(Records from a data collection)
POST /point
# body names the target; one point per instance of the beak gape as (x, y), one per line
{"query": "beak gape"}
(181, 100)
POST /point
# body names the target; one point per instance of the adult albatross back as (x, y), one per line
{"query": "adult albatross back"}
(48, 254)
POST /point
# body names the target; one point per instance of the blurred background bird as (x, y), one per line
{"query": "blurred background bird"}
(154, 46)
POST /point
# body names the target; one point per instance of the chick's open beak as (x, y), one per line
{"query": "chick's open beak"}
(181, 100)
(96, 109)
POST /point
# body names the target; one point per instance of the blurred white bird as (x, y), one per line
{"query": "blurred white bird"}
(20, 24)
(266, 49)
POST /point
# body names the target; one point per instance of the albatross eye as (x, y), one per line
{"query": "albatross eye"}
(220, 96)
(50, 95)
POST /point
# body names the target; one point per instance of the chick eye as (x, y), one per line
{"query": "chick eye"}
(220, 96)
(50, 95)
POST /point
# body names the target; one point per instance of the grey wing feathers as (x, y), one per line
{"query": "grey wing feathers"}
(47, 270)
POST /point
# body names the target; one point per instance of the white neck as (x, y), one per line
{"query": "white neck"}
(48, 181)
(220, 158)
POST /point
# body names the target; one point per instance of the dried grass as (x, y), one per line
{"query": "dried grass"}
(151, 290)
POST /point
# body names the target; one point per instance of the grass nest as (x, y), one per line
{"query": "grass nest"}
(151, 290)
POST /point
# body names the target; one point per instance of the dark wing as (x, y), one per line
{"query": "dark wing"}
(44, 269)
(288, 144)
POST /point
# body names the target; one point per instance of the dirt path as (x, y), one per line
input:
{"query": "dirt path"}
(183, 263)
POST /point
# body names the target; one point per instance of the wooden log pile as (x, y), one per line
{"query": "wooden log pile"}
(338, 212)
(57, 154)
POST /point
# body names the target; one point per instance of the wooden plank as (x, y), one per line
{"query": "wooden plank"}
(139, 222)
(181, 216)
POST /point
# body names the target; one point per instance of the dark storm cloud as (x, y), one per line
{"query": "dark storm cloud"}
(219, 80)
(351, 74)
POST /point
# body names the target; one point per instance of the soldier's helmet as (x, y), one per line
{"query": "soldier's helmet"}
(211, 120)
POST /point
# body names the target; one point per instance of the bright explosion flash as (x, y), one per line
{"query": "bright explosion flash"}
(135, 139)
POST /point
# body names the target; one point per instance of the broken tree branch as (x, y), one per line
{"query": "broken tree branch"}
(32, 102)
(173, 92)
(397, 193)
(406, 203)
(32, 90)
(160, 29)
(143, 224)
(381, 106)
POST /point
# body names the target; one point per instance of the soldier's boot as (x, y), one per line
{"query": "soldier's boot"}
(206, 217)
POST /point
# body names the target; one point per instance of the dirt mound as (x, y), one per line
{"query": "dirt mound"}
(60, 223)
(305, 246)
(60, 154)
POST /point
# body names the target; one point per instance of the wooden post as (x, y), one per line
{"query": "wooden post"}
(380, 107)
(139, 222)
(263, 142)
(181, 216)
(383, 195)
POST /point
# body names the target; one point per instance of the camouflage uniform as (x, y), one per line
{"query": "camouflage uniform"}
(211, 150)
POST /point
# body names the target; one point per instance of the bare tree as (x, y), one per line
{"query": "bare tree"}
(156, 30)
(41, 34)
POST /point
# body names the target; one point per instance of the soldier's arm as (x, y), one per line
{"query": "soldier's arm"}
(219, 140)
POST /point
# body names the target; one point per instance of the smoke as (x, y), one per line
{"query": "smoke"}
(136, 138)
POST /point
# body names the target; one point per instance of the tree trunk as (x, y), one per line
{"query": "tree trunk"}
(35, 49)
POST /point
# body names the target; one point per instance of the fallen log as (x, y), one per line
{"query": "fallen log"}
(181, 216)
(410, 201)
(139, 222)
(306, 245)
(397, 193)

AIM> Reproduce the material verbatim, line by line.

ANSWER TO THE EXERCISE>
POST /point
# body names the target; one point per instance of the beak gape as (x, y), one per line
{"query": "beak gape"}
(181, 100)
POST /point
# body names the target; one point per instance of the adult albatross back as (x, y), one per line
{"query": "adult albatross back"}
(48, 254)
POST /point
# body names the target; one point per instance of the blurred background bird as (x, y), one per line
{"query": "blurred background bird"}
(154, 46)
POST /point
# body names the target; one point per instance of the chick's open beak as (x, y), one per line
{"query": "chick's open beak"}
(181, 100)
(96, 109)
POST /point
# body names the target; one point per instance of the blurred white bird as (x, y), one per line
{"query": "blurred white bird"}
(20, 24)
(266, 49)
POST /point
# body names the target; one point per instance of the albatross eye as (x, y), one per line
{"query": "albatross eye"}
(220, 96)
(50, 95)
POST /point
# body names the target; one point per instance of the chick eye as (x, y), one per line
{"query": "chick eye"}
(220, 96)
(50, 95)
POST /point
# body names the target; one point per instance of the grey wing feathers as (x, y), one per line
{"query": "grey wing feathers"}
(47, 270)
POST /point
# body names the target; one point per instance of the white neck as (x, y), one per line
{"query": "white neck"}
(48, 181)
(220, 158)
POST /point
# body names the target; one point per instance of the dried grass as (x, y), one per line
{"query": "dried grass"}
(151, 290)
POST /point
# body names the target; one point per instance of the grass nest as (x, y), one per line
{"query": "grass nest"}
(151, 290)
POST /point
# body names the target; one point per instance of the dark wing as (x, y), one per line
{"query": "dark wing"}
(44, 269)
(288, 144)
POST /point
# body names the target; one point per instance of the dirt path as (x, y), one per line
input:
{"query": "dirt path"}
(183, 263)
POST /point
# body names the target; one point per instance of the wooden log pile as (x, y), one per line
{"query": "wooden log pile"}
(338, 212)
(57, 154)
POST /point
# body names the target; one point per instance of the wooden plank as (x, y), one per line
{"query": "wooden plank"}
(139, 222)
(181, 216)
POST /point
# body names the target; one point per instance of the dark storm cloud as (x, y), one per line
{"query": "dark storm cloud"}
(219, 80)
(351, 74)
POST /point
# body names the target; one point per instance of the soldier's helmet as (x, y), one per line
{"query": "soldier's helmet"}
(211, 120)
POST /point
# body names the target; one point per instance of the bright explosion flash as (x, y), one per line
{"query": "bright explosion flash"}
(135, 139)
POST /point
# body names the target; one point per instance of the broken tree branch as (x, y), one per line
{"query": "broken tree branch"}
(32, 102)
(173, 92)
(397, 193)
(406, 203)
(32, 90)
(160, 29)
(143, 224)
(381, 106)
POST /point
# body names the target; one point per instance of the soldier's boot as (x, y), one per line
{"query": "soldier's boot"}
(206, 217)
POST /point
# body names the target; one point per instance of the dirt mound as (x, y), one per line
{"query": "dirt mound"}
(60, 223)
(305, 246)
(60, 154)
POST /point
# body names the target; one point per instance of the wooden post as (x, y), one per line
{"query": "wooden post"}
(380, 107)
(139, 222)
(263, 142)
(181, 216)
(383, 195)
POST /point
# body names the target; one point per instance of the camouflage uniform as (x, y), one per line
{"query": "camouflage uniform"}
(211, 150)
POST /point
# body names the target; one point per instance of the bare tree as (x, y), one per line
{"query": "bare tree"}
(156, 30)
(41, 34)
POST /point
# body names the target; one point per instance of the soldier's arm as (x, y), one per line
{"query": "soldier's arm"}
(219, 140)
POST /point
# body names the target; one point per instance of the smoke as (x, y), one per line
{"query": "smoke"}
(136, 138)
POST /point
# body names the target; one point per instance of the tree trunk as (x, y), one per line
{"query": "tree trunk"}
(35, 49)
POST /point
# body names the target; one point per instance of the fallen log as (x, y), one per line
{"query": "fallen log"}
(181, 216)
(410, 201)
(139, 222)
(306, 245)
(397, 193)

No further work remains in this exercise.